▶ **Что сделать**:
- a) Перепечатайте отрывок из текста о щенке, начиная со слов «Выражение лица у» и заканчивая словами «мы будем держать-то?».
- b) Сколько заплатил Сергей за щенка в тексте о щенке?

▶ **Текст для чтения**:
○ ○ ○

Сергей остановился. В его глазах
показалась какая-то грусть. Он осторожно погладил голову и спину
дрожащего щенка. Почувствовав нежное прикосновение теплой руки, щенок
облизнулся, заскулил и стал тыкаться носом в рукав Сергеева пальто.
Выражение лица у Сергея моментально
переменилось. Вместо грусти в его глазах и на всем лице сияла озорная
улыбка.
- Давай возьмем щенка,-- обратился
он ко мне.
- А где же его мы будем держать-то?
Ведь здесь нет ни двора, ни сарая.
- Вот дурная. Да ведь породистых
собак держат в комнатах. Ну и у нас он будет жить в комнате.
- А вместе с этой собакой нас с
тобой из комнаты не погонят? - робко предупреждала я о возможном
недовольстве нашей покупкой со стороны Гали и Кати.
Снова пробежала по лицу его тень
грусти, но тут же он снова улыбнулся и стал успокаивать меня:
- Ну, а если погонят, так мы его
кому-нибудь подарим. Это будет хороший подарок. Возьмем.
И, уплатив пять рублей, Сергей
бережно взял из рук парня дрожащего щенка, расстегнул свою шубу и,
прижав его к своей груди, запахнул полы. Так он и нес его до самого
дома.
Войдя в комнату, осторожно опуская
щенка на пол и по-озорному улыбаясь, он говорил: "Идем мимо
Иверских. Видим: хороший щенок, и недорого. Хорошую собаку купить
теперь не так просто, а эта - настоящая, породистая. Смотрите, какие
у нее уши".
Он был немножко неспокоен, понимая,
что, живя вчетвером в одной комнате, трудно держать собаку, и, чтобы
оправдать нашу покупку, торопился доказать ее породистое
происхождение. Но сказать, какой она породы, он так и не мог. К его
удивлению, щенка встретили дома хорошо. Все понимали, что принес его
Сергей не потому, что он породистый, а просто ему было жаль щенка.
Вот так и появился у нас рыжий
щенок, которому Сергей даже имя свое дал, и звали мы его Сережка.
Сергей был очень доволен своей
покупкой и показывал его всем, кто к нам заходил, расхваливая пса на
все лады.
Но прошло несколько дней, и Сережка
стал вести себя как-то странно. Он скулил и лапами теребил свои
длинные, отвислые уши. Когда же стали выяснять причину беспокойства
пса, то выяснилась сразу и его порода: он был чистокровной
дворняжкой, а уши у него отвисли потому, что были пришиты. Долго мы
смеялись над этим жестоким, но остроумным жульничеством, и Сергей
хохотал до слез.
Рос Сережка бестолковым, но
удивительно игривым. Мы все его очень полюбили, и Сергей, иногда
оторвавшись от работы, тоже любил поиграть с ним. К лету он уже был
большим псом, но научить его ничему не удалось. Люди для него и свои
и чужие были одинаковы, и не было смысла держать в комнате такую
собаку.

○ ○ ○

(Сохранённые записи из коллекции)

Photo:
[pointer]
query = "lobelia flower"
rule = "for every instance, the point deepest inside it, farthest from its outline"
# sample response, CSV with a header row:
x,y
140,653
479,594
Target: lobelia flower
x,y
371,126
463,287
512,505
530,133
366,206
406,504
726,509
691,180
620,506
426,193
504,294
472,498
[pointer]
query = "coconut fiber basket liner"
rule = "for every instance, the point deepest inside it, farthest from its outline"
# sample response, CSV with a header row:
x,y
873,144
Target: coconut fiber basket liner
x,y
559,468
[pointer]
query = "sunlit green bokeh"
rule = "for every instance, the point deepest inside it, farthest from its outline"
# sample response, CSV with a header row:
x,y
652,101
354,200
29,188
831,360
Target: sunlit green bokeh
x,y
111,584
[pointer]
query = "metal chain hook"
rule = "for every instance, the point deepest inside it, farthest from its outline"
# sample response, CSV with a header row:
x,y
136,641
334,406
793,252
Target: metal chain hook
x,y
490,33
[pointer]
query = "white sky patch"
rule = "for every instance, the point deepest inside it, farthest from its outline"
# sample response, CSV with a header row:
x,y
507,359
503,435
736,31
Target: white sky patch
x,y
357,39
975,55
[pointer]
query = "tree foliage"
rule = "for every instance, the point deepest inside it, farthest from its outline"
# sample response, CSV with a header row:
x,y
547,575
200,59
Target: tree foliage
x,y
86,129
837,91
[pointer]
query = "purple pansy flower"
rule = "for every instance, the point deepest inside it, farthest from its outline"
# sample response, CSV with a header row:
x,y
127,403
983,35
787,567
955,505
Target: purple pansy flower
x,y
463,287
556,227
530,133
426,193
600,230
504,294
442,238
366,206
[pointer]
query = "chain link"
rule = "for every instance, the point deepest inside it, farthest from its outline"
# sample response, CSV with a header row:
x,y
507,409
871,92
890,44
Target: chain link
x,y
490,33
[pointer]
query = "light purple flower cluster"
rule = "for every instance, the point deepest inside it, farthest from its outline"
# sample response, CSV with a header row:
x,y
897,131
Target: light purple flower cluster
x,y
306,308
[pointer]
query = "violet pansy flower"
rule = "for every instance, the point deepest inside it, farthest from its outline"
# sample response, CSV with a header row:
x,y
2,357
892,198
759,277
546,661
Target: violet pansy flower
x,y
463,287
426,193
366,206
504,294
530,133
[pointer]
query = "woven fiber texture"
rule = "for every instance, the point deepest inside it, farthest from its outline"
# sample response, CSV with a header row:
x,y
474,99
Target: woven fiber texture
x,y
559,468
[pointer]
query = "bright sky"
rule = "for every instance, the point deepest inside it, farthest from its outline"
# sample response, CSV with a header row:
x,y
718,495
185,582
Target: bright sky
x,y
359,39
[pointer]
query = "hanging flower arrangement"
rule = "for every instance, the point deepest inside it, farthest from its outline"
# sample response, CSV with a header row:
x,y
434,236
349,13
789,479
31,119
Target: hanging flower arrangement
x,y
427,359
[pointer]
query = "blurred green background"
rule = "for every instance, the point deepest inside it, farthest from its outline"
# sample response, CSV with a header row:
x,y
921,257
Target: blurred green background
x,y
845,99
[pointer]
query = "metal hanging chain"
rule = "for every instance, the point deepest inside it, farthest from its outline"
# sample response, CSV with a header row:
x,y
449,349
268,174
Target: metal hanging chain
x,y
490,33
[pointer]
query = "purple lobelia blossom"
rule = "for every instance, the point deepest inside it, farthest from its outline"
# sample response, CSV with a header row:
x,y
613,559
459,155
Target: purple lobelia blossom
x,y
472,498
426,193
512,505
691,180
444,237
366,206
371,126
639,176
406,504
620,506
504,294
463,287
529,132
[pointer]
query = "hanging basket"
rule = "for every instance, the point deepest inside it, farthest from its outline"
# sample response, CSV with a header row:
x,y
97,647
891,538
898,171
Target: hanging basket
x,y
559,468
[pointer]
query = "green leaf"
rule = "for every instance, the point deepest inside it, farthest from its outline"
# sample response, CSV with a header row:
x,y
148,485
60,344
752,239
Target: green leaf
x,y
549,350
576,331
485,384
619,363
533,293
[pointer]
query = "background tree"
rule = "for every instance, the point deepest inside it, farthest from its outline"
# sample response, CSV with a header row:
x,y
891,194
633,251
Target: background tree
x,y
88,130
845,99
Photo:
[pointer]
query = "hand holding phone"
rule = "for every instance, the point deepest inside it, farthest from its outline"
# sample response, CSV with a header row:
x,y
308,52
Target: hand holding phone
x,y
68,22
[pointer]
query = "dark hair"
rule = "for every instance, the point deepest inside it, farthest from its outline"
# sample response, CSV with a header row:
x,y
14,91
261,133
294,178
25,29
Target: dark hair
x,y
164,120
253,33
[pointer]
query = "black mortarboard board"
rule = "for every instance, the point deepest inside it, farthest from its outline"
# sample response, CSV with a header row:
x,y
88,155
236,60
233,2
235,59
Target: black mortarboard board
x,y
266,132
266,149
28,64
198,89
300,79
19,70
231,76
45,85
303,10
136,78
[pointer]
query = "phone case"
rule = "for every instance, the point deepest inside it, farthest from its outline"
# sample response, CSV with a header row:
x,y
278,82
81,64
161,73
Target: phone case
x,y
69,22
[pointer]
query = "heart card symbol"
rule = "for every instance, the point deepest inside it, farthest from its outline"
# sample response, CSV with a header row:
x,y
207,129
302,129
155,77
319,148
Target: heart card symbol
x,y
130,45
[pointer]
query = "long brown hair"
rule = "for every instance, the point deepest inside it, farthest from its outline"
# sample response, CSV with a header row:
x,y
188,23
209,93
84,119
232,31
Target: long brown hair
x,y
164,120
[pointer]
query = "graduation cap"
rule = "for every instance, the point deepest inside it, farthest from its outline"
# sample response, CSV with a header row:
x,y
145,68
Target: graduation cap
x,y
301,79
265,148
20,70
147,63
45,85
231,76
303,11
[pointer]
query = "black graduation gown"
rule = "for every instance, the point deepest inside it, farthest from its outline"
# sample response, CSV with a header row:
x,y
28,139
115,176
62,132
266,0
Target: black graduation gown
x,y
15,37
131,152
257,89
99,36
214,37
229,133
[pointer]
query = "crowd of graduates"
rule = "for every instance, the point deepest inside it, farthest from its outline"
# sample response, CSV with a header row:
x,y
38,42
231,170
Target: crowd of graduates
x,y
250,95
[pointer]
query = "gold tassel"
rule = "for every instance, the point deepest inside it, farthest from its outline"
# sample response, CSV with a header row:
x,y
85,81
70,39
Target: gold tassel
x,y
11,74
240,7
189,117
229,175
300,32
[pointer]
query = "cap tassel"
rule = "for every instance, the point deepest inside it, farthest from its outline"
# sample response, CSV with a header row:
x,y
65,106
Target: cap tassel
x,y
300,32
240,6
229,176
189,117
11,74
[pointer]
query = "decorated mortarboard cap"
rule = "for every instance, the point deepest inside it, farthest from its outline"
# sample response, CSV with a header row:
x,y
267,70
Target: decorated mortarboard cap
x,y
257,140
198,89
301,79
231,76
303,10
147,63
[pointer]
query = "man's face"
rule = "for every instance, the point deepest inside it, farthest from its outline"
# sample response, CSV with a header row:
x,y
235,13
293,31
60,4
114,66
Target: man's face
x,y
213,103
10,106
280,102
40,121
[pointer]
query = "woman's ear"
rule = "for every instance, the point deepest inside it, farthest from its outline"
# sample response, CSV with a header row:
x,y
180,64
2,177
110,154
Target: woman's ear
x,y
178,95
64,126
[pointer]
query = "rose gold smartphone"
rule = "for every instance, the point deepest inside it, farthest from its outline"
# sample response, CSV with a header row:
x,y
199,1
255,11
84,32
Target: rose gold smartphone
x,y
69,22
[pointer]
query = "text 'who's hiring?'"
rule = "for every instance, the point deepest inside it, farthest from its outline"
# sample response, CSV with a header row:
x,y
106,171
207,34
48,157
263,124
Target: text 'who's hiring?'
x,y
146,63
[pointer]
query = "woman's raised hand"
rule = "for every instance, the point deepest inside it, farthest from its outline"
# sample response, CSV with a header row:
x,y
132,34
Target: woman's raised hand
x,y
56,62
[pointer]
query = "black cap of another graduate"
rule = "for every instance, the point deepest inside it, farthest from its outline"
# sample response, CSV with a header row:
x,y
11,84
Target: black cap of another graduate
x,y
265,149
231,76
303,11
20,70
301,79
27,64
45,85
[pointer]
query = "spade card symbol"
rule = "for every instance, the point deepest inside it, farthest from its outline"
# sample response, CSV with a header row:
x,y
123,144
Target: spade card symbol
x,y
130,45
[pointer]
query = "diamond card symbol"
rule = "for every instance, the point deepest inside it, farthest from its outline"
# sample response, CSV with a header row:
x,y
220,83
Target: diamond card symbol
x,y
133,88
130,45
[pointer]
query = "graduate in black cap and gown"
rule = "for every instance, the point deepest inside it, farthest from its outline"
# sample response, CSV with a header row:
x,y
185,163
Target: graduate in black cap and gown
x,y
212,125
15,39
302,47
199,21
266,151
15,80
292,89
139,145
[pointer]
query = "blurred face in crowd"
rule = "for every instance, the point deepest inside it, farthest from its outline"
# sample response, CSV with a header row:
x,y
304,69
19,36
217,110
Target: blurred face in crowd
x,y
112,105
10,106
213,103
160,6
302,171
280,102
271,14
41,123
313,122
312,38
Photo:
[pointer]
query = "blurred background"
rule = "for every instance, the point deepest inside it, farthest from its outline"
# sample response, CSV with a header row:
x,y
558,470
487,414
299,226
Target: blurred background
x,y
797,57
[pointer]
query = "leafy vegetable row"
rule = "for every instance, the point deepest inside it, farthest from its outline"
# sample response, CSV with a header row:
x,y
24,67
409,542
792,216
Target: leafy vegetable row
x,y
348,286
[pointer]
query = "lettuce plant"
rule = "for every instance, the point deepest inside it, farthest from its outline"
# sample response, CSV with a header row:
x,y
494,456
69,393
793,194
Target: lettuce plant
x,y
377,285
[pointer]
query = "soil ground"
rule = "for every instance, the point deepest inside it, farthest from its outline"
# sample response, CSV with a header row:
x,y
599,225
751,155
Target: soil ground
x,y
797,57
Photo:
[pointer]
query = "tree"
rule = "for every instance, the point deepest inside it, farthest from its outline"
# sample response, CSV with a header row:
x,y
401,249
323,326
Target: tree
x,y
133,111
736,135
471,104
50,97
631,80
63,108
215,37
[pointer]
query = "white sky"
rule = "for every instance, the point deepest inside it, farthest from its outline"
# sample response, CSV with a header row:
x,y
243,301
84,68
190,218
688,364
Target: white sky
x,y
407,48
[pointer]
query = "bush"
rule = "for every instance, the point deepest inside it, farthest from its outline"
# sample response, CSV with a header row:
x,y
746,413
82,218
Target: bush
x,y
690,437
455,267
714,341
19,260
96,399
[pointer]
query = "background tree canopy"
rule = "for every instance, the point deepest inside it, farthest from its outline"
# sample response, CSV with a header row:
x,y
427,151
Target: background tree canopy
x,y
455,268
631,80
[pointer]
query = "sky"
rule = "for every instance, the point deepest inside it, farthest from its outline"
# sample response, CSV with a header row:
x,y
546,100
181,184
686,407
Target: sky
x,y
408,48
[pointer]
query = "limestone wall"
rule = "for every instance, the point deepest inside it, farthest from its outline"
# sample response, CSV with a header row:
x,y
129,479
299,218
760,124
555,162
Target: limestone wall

○ ○ ○

▶ **Ответы к заданиям**:
- a)
Выражение лица у Сергея моментально
переменилось. Вместо грусти в его глазах и на всем лице сияла озорная
улыбка.
- Давай возьмем щенка,-- обратился
он ко мне.
- А где же его мы будем держать-то?

- b) Пять рублей.